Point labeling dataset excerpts
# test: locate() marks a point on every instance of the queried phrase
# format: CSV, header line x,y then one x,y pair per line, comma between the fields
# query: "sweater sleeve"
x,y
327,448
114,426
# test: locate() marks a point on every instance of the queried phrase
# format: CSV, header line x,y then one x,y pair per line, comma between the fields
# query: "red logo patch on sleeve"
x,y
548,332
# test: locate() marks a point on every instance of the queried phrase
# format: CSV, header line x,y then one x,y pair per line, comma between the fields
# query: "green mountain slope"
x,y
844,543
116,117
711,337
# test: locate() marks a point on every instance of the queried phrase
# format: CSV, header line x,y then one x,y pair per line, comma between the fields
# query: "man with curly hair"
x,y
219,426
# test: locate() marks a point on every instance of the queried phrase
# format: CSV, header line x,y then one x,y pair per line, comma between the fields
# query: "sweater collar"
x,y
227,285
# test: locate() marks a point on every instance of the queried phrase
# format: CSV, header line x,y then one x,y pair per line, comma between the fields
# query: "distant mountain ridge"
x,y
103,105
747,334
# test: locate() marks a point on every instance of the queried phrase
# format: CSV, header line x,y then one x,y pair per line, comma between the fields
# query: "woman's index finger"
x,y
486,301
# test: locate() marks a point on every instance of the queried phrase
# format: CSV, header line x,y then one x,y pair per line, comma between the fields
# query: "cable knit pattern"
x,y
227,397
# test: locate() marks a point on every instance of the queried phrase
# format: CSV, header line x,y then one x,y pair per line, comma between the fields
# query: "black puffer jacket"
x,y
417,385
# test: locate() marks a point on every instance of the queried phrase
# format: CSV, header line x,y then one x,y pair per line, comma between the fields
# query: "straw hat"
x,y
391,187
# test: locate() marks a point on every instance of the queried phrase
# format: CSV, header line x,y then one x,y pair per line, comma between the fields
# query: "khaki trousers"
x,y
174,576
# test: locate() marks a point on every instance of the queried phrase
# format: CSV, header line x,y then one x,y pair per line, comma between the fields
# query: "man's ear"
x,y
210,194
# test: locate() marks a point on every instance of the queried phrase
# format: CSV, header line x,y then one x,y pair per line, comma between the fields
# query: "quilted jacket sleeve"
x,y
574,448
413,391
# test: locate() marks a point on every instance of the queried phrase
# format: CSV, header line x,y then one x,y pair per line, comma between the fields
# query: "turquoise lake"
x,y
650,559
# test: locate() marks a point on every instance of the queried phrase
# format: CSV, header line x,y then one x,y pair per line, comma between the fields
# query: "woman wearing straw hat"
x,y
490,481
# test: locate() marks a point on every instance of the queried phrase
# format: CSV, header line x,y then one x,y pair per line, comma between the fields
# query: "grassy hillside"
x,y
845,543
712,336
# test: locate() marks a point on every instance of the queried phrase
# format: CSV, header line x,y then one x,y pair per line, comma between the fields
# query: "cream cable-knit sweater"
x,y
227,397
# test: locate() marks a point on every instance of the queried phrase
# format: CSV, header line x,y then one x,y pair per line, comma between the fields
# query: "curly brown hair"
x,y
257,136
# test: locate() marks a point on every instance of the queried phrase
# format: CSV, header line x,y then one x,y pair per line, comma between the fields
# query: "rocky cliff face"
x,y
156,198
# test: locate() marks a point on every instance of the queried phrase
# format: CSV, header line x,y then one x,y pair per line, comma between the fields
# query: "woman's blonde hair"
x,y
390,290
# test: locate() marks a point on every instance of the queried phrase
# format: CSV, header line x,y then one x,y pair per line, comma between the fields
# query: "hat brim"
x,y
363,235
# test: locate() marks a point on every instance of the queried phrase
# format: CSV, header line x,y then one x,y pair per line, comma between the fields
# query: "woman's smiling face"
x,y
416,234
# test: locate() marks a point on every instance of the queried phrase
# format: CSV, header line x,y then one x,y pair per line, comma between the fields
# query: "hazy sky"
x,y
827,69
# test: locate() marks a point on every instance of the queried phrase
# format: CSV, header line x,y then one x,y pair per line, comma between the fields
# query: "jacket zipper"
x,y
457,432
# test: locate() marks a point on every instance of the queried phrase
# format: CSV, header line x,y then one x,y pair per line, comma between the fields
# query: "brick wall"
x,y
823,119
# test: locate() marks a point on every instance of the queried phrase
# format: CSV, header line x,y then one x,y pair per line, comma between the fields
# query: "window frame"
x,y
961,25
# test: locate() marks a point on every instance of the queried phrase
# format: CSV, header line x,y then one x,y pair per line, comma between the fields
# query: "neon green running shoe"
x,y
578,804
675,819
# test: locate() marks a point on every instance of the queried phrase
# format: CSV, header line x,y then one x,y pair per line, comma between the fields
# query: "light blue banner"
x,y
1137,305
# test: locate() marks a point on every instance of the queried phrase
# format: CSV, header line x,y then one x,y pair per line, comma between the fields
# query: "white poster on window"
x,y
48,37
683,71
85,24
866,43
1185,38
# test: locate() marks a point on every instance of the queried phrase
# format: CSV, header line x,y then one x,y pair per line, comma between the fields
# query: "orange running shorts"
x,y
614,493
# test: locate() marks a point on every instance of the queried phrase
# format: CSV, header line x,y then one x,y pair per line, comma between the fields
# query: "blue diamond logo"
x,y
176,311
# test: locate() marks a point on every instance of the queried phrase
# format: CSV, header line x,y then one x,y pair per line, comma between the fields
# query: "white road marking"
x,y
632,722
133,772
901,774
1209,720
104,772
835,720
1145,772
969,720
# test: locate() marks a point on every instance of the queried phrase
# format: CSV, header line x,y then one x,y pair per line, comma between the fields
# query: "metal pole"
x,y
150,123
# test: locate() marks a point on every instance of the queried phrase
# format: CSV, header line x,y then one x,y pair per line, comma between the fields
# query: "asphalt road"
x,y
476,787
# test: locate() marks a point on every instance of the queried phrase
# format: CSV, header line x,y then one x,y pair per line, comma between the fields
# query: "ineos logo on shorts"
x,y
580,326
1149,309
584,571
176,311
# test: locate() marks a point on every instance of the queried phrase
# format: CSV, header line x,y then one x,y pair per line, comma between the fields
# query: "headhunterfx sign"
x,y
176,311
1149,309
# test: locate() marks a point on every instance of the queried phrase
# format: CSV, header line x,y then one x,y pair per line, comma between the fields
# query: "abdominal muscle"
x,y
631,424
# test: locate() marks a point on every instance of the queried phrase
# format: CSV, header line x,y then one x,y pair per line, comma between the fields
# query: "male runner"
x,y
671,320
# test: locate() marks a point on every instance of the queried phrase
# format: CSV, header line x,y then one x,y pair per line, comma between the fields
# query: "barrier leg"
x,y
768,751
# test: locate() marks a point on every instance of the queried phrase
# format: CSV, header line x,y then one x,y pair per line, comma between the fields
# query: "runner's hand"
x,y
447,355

SHORT PROBLEM
Print out all the entries precisely as written.

THE REPLY
# test: locate() marks a point on every instance of the queried phrase
# format: CSV, header line x,y then one x,y pair per line, comma between the fields
# query: "sweater sleeve"
x,y
327,448
114,426
# test: locate() marks a point on every instance of the queried phrase
# format: CSV, header line x,y then one x,y pair per line, comma between the fields
# query: "red logo patch on sleeve"
x,y
548,332
# test: locate() marks a point on every instance of the queried phrase
# format: CSV, header line x,y then one x,y pair per line, comma between the fields
# query: "green mountain slope"
x,y
844,543
116,117
711,337
# test: locate() marks a point on every instance of the queried phrase
# format: CSV, header line x,y then one x,y pair per line, comma between the fields
# query: "man with curly hair"
x,y
219,426
# test: locate() marks a point on every instance of the queried phrase
# format: CSV, header line x,y then one x,y pair per line, comma between the fields
# query: "sweater collar"
x,y
227,285
# test: locate() marks a point on every instance of the queried phrase
# format: CSV, header line x,y then one x,y pair per line, comma between the fields
# query: "distant mountain ridge"
x,y
103,105
747,334
# test: locate() marks a point on every instance of the queried phrase
# format: CSV, header line x,y then one x,y pair per line, comma between the fields
# query: "woman's index finger"
x,y
486,301
# test: locate() marks a point on every instance of the queried phrase
# format: CSV, header line x,y then one x,y pair per line, comma between the fields
# query: "cable knit pattern"
x,y
227,397
# test: locate() marks a point on every instance of the queried phrase
# format: CSV, header line x,y then one x,y pair per line, comma between the fields
# query: "black puffer jacket"
x,y
417,385
# test: locate() marks a point on every instance of the queried phrase
# format: CSV, header line x,y then one x,y pair per line, comma between the fields
# query: "straw hat"
x,y
391,187
# test: locate() marks a point on every instance of the queried phrase
# format: CSV, header line x,y then one x,y pair per line, comma between the fields
# query: "khaki trousers"
x,y
174,576
# test: locate() marks a point on every instance of the queried phrase
# format: CSV, header line x,y then one x,y pair per line, comma between the fields
# query: "man's ear"
x,y
210,194
# test: locate() marks a point on every instance of the queried phrase
# format: CSV, header line x,y then one x,y pair per line, comma between the fields
# query: "quilted jacket sleeve"
x,y
574,448
413,391
# test: locate() marks a point on every instance of the queried phrase
# format: CSV, header line x,y then one x,y pair per line, comma between the fields
# query: "turquoise lake"
x,y
650,559
# test: locate() marks a point on every instance of the queried phrase
# format: CSV, header line x,y then one x,y pair per line, comma between the fields
# query: "woman wearing straw hat"
x,y
490,481
# test: locate() marks a point on every instance of the queried phrase
# format: CSV, header line x,y then one x,y pair per line, comma between the fields
# query: "grassy hillside"
x,y
845,543
712,336
# test: locate() marks a point on every instance of the queried phrase
# format: CSV, header line x,y then one x,y pair per line, comma between the fields
# query: "cream cable-knit sweater"
x,y
227,397
# test: locate() marks a point on every instance of the queried phrase
# format: CSV, header line x,y then one x,y pair per line, comma between the fields
# query: "curly brown hair"
x,y
257,136
# test: locate() marks a point on every instance of the queried phrase
# format: CSV, header line x,y then one x,y pair per line, comma between the fields
# query: "rocky cliff face"
x,y
156,198
# test: locate() marks a point on every instance of the queried phrase
# format: CSV, header line x,y then one x,y pair per line, comma between the fields
# query: "woman's blonde hair"
x,y
390,290
# test: locate() marks a point on every instance of the queried phrase
# format: CSV, header line x,y then one x,y pair per line, comma between the fields
# query: "hat brim"
x,y
363,235
# test: locate() marks a point on every instance of the queried phrase
# format: CSV, header line x,y then one x,y pair per line, comma between the fields
# query: "woman's smiling face"
x,y
416,234
# test: locate() marks a point on every instance of the queried phrase
# format: CSV, header line x,y then one x,y pair per line, comma between the fields
# query: "hazy sky"
x,y
827,69
# test: locate() marks a point on every instance of the queried phrase
# format: CSV, header line x,y then one x,y pair per line, comma between the fields
# query: "jacket zipper"
x,y
457,432
# test: locate() marks a point on every instance of the queried phrase
# format: CSV, header line x,y then one x,y pair per line, comma between the fields
# query: "brick wall"
x,y
823,119
# test: locate() marks a point on every instance of the queried phrase
# format: CSV, header line x,y then one x,y pair per line, comma between the fields
# query: "window frame"
x,y
961,25
# test: locate() marks a point on every instance of the queried phrase
# format: CSV, header line x,y then one x,y pair per line, comma between the fields
# query: "neon green running shoe"
x,y
578,804
675,819
# test: locate() marks a point on every instance of the queried phrase
# format: CSV, header line x,y then one x,y pair per line, comma between the fields
# query: "light blue banner"
x,y
1137,305
# test: locate() marks a point on every instance of the queried phrase
# format: CSV, header line x,y then one x,y pair per line, comma between the fields
# query: "white poster on window"
x,y
48,37
683,71
85,24
866,43
1185,38
# test: locate() marks a point on every instance of the queried phrase
# format: CSV, header line x,y then one x,y pair per line, comma between the fields
# query: "orange running shorts"
x,y
614,493
# test: locate() marks a point on every instance of the queried phrase
# format: CSV, header line x,y then one x,y pair per line, comma between the fields
# query: "blue diamond logo"
x,y
176,311
# test: locate() marks a point on every instance of the queried phrase
# format: CSV, header line x,y then one x,y pair per line, comma between the fields
# query: "white road marking"
x,y
632,722
133,772
901,774
1209,720
104,772
835,720
1145,772
969,720
# test: locate() marks a point on every instance of the queried phrase
# format: CSV, header line x,y then one x,y pair per line, comma between the fields
# query: "metal pole"
x,y
150,123
# test: locate() marks a point on every instance of the queried phrase
# format: CSV, header line x,y then one x,y pair per line, comma between the fields
# query: "asphalt road"
x,y
476,787
# test: locate() marks a point on every instance of the queried phrase
# format: CSV, header line x,y then one x,y pair per line, comma between the fields
# query: "ineos logo on shorts"
x,y
580,326
1149,309
584,571
176,311
# test: locate() marks a point on every instance of the queried phrase
# format: CSV, header line x,y then one x,y pair per line, comma between the fields
# query: "headhunterfx sign"
x,y
176,311
1149,309
# test: locate() marks a point on every instance of the queried phrase
# format: CSV, header line x,y then one x,y pair per line, comma between the fields
# query: "abdominal muscle"
x,y
631,424
# test: locate() marks a point on every instance of the queried phrase
# format: CSV, header line x,y then one x,y pair per line, comma between the fields
# query: "male runner"
x,y
671,320
# test: locate() marks a point on every instance of the queried phrase
# format: CSV, header line x,y then one x,y pair per line, comma between the fields
# query: "barrier leg"
x,y
768,751
# test: locate() marks a point on every instance of the queried phrase
# format: CSV, header line x,y then one x,y pair per line, comma between the fields
# query: "runner's hand"
x,y
447,355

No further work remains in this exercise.